* START Record set *

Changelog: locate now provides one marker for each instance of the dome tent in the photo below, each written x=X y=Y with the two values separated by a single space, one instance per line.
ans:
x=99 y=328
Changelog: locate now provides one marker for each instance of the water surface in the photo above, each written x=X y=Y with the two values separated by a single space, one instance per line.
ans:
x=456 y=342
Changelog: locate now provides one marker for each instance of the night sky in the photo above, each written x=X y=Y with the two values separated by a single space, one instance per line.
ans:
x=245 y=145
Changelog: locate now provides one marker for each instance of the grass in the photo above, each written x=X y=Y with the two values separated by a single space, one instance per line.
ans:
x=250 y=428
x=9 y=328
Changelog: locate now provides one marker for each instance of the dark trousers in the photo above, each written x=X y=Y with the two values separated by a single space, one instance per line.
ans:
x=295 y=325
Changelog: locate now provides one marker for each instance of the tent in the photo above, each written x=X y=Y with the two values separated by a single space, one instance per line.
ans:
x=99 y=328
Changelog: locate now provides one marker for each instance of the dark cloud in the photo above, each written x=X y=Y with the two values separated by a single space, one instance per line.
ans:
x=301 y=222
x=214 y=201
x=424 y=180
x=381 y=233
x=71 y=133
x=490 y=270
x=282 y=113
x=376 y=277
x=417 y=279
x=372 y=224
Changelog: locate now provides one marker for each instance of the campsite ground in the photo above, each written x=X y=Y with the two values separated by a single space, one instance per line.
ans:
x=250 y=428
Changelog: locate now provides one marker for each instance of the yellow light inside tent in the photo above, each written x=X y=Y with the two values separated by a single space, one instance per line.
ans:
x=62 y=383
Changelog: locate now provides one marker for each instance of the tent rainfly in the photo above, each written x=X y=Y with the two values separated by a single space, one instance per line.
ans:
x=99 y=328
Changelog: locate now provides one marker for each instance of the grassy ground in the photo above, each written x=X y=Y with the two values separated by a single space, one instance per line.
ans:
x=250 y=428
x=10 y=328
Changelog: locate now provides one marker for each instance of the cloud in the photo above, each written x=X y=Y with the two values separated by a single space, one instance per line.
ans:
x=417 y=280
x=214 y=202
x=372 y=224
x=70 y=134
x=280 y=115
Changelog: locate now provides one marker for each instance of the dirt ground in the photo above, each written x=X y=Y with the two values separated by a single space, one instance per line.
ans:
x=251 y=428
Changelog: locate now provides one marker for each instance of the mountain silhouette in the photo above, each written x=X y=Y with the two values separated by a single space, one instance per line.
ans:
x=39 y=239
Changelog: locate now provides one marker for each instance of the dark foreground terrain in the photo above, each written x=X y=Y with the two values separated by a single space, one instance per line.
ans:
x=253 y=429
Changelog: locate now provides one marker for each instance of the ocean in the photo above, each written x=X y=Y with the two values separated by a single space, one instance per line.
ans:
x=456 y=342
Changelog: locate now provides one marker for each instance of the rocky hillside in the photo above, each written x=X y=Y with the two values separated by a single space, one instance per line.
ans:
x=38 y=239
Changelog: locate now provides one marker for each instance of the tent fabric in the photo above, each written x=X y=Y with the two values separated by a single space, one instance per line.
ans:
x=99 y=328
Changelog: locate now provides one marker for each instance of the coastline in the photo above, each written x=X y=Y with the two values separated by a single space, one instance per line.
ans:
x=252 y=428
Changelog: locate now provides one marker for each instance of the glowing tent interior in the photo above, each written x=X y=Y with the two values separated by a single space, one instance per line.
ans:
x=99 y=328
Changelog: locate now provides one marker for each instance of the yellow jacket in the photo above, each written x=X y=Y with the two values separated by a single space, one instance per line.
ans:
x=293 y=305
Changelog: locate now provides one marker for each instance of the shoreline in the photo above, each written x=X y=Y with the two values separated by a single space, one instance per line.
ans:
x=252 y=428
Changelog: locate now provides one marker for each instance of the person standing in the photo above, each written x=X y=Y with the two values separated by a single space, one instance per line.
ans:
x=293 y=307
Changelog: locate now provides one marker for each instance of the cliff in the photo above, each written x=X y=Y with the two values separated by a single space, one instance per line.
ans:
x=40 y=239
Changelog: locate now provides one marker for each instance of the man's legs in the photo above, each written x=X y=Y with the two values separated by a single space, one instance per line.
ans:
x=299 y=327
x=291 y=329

* END Record set *

Your instructions →
Rewrite every one of the rows above with "marker" changed to "point" wherever it appears, and keep everything else the same.

Written solution →
Changelog: locate now provides one point for each instance of the dome tent in the photo below, each written x=X y=Y with the two values separated by a single space, one instance per line.
ans:
x=99 y=328
Changelog: locate now provides one point for each instance of the water surface in the photo above, each written x=X y=Y with the two values separated by a single space, one instance per line.
ans:
x=456 y=342
Changelog: locate now provides one point for each instance of the night sky in the photo above, each written x=X y=Y with the two values separated by a single space, one instance per line.
ans:
x=245 y=145
Changelog: locate now provides one point for each instance of the grass in the photo above, each written x=X y=Y with the two values separated by a single space, one instance per line.
ans:
x=250 y=428
x=9 y=328
Changelog: locate now provides one point for each instance of the dark trousers in the photo above, each written x=X y=Y with the two values separated by a single space, one instance per line.
ans:
x=295 y=325
Changelog: locate now provides one point for each instance of the tent in the photo above, each written x=X y=Y with the two values separated by a single space, one instance per line.
ans:
x=99 y=328
Changelog: locate now provides one point for each instance of the dark cloud in the photo above, each written x=X y=Y with the two values separated by a single space, one instance per line.
ans:
x=301 y=222
x=214 y=201
x=424 y=180
x=381 y=233
x=71 y=133
x=490 y=270
x=282 y=113
x=376 y=277
x=417 y=279
x=372 y=224
Changelog: locate now provides one point for each instance of the campsite ground in the photo above, each written x=X y=Y with the two values separated by a single space, one instance per line.
ans:
x=250 y=428
Changelog: locate now provides one point for each instance of the yellow light inside tent in the photo above, each written x=X y=Y with the two values separated by a single space, one instance per line.
ans:
x=62 y=383
Changelog: locate now provides one point for each instance of the tent rainfly in the photo above, each written x=X y=Y with the two values separated by a single space, one instance per line.
ans:
x=99 y=328
Changelog: locate now provides one point for each instance of the grassy ground in the photo above, each written x=X y=Y with the two values separated by a single space, one instance per line.
ans:
x=250 y=428
x=10 y=328
Changelog: locate now provides one point for each instance of the cloud in the photo above, each written x=X y=Y with the two values separated by a single space, one instance per line.
ans:
x=417 y=280
x=214 y=202
x=372 y=224
x=70 y=134
x=280 y=115
Changelog: locate now provides one point for each instance of the dirt ground in the photo above, each written x=X y=Y with the two values separated by a single space, one instance per line.
ans:
x=251 y=428
Changelog: locate now provides one point for each instance of the mountain silhouette in the photo above, each written x=X y=Y with the two values separated by a single space, one instance per line.
ans:
x=39 y=239
Changelog: locate now provides one point for each instance of the dark foreground terrain in the photo above, each written x=X y=Y with the two values separated by a single space, one instance per line.
ans:
x=253 y=429
Changelog: locate now provides one point for each instance of the ocean in the photo above, each written x=X y=Y with the two values separated by a single space, one instance per line.
ans:
x=456 y=342
Changelog: locate now provides one point for each instance of the rocky hillside in the photo above, each written x=X y=Y with the two values separated by a single space, one instance per line.
ans:
x=38 y=239
Changelog: locate now provides one point for each instance of the tent fabric in the photo above, each written x=X y=Y with the two values separated by a single space, one instance per line.
ans:
x=99 y=328
Changelog: locate now provides one point for each instance of the coastline in the photo above, each written x=X y=Y with the two values separated by a single space, one instance per line.
ans:
x=252 y=428
Changelog: locate now provides one point for each instance of the glowing tent interior in the photo above, each written x=X y=Y with the two values separated by a single space, one instance per line.
ans:
x=99 y=328
Changelog: locate now provides one point for each instance of the yellow jacket in the photo above, each written x=X y=Y with the two values separated by a single space, one instance per line.
ans:
x=293 y=305
Changelog: locate now provides one point for each instance of the shoreline in the photo above, each written x=X y=Y with the two values separated by a single space, one instance per line.
ans:
x=252 y=428
Changelog: locate now provides one point for each instance of the person standing in the photo above, each written x=X y=Y with the two values separated by a single space, one instance per line.
ans:
x=293 y=307
Changelog: locate now provides one point for each instance of the cliff in the photo above, each written x=X y=Y with the two values separated by a single space, one instance per line.
ans:
x=40 y=239
Changelog: locate now provides one point for each instance of the man's legs in the photo above, each written x=X y=Y with the two values separated by a single space, one instance per line.
ans:
x=299 y=327
x=291 y=329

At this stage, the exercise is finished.